▶ [任务 1] 写出关于CoarseGrainedExecutorBackend的文章中该类构造方法的全部参数名。
▶ [任务 2] 从关于CoarseGrainedExecutorBackend的文章结尾处接着往下写。

1 简介
CoarseGrainedExecutorBackend是Executor的守护进程,用于Executor的创建和维护。CoarseGrainedExecutorBackend在spark运行期是一个单独的进程,我们可以在运行spark的期间,用jps命令查看一下,就可以看到这个进程。
2 代码流程
下面我们就来看一下CoarseGrainedExecutorBackend的启动。源码版本spark-2.4.0
在上一篇博客中,我们讲到Executor的启动,会调用FetchAndRunExecutor的方法,然后创建ProcessBuilder的命令进行启动CoarseGrainedExecutorBackend。
首先进入到CoarseGrainedExecutorBackend的类中,
private[spark] class CoarseGrainedExecutorBackend(
override val rpcEnv: RpcEnv,
driverUrl: String,
executorId: String,
hostname: String,
cores: Int,
userClassPath: Seq[URL],
env: SparkEnv)
extends ThreadSafeRpcEndpoint with ExecutorBackend with Logging {
private[this] val stopping = new AtomicBoolean(false)
var executor: Executor = null
@volatile var driver: Option[RpcEndpointRef] = None
// If this CoarseGrainedExecutorBackend is changed to support multiple threads, then this may need
// to be changed so that we don't share the serializer instance across threads
private[this] val ser: SerializerInstance = env.closureSerializer.newInstance()
可以看到:
1,CoarseGrainedExecutorBackend是继承了ThreadSafeRpcEndpoint和ExecutorBackend。所以是RpcEndpoint的子类,能够和其他的Endpoint进行通信,它的生命周期同样是onStart->receive*->stop。

▶ [存储记录]

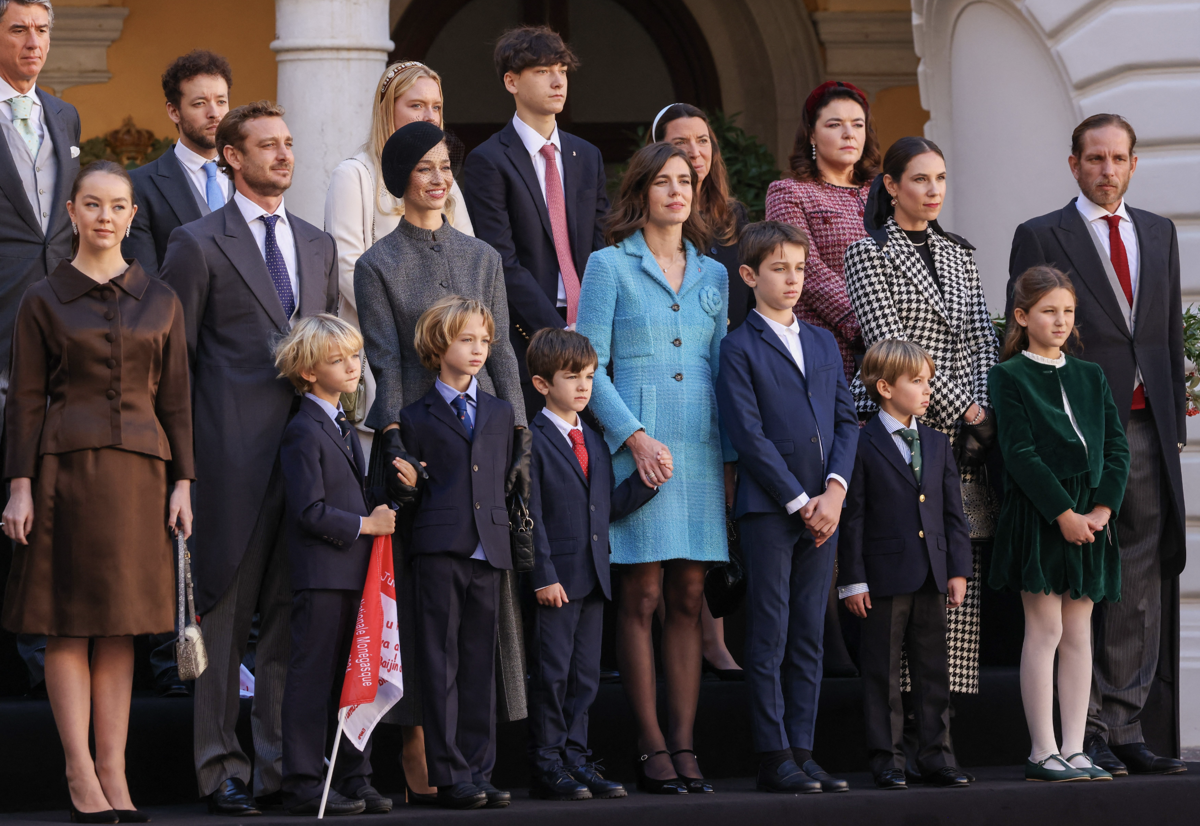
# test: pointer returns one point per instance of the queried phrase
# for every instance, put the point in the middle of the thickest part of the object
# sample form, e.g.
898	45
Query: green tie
...
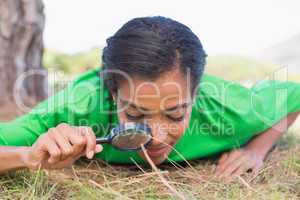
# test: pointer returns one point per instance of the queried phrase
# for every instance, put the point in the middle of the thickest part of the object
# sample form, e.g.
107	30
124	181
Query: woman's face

▶ [参考答案 1] rpcEnv、driverUrl、executorId、hostname、cores、userClassPath、env

▶ [参考答案 2]
2,维护了两个属性,executor和Driver, executor负责运行task,driver负责和Driver通信。
再进入到main方法里面:
def main(args: Array[String]) {
//声明一些变量
var driverUrl: String = null
var executorId: String = null
var hostname: String = null
var cores: Int = 0
var appId: String = null
var workerUrl: Option[String] = None
val userClassPath = new mutable.ListBuffer[URL]()
//获取命令的列表
var argv = args.toList
while (!argv.isEmpty) {
//根据参数进行模式匹配
argv match {
case ("--driver-url") :: value :: tail =>
driverUrl = value
argv = tail
case ("--executor-id") :: value :: tail =>
executorId = value
argv = tail
case ("--hostname") :: value :: tail =>
hostname = value
argv = tail
case ("--cores") :: value :: tail =>
cores = value.toInt
argv = tail
case ("--app-id") :: value :: tail =>
appId = value
argv = tail
case ("--worker-url") :: value :: tail =>
// Worker url is used in spark standalone mode to enforce fate-sharing with worker
workerUrl = Some(value)
argv = tail
case ("--user-class-path") :: value :: tail =>
userClassPath += new URL(value)
argv = tail
case Nil =>
case tail =>
// scalastyle:off println
System.err.println(s"Unrecognized options: ${tail.mkString(" ")}")
// scalastyle:on println
printUsageAndExit()
}
}
if (driverUrl == null || executorId == null || hostname == null || cores <= 0 ||
appId == null) {
printUsageAndExit()
}
//调用run方法,传入赋值后的参数
run(driverUrl, executorId, hostname, cores, appId, workerUrl, userClassPath)
System.exit(0)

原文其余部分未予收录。